Problem statement: Where a line contains the word "water", copy that line from the records below.

Records for this exercise:
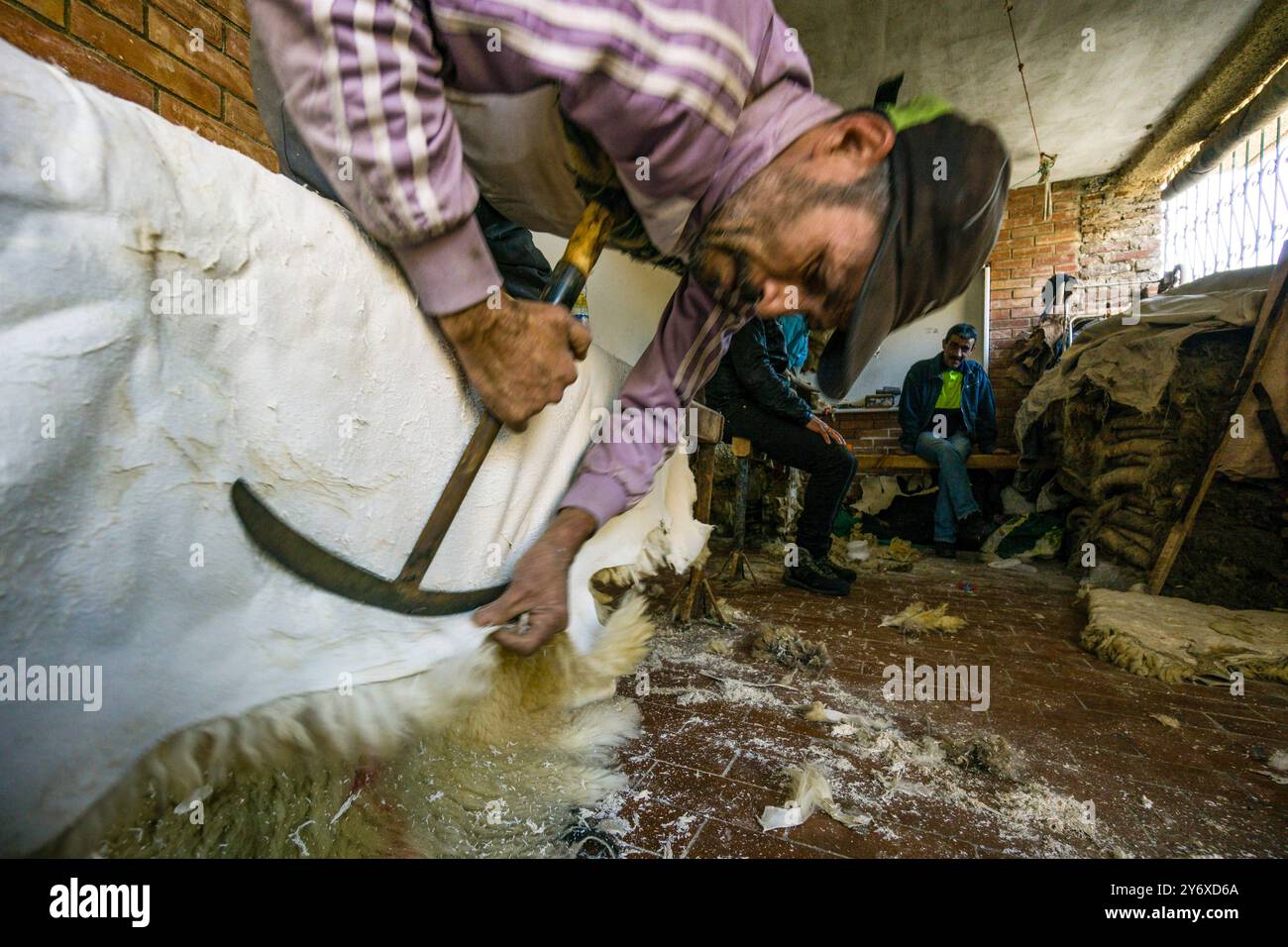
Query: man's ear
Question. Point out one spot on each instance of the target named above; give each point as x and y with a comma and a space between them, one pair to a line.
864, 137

...

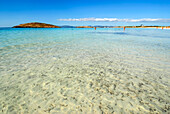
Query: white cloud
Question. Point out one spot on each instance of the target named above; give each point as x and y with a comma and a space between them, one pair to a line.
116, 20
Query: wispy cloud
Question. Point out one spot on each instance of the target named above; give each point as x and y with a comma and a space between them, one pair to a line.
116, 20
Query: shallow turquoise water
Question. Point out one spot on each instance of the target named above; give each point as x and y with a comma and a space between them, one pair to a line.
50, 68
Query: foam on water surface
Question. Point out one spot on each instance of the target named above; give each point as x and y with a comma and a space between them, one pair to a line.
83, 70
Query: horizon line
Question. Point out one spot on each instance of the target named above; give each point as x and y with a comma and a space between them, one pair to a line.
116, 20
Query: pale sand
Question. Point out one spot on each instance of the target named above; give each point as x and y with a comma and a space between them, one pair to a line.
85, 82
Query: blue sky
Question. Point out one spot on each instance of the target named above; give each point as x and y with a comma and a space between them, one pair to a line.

Response to the task:
Query: shallow turquoise water
Query: foam on water surface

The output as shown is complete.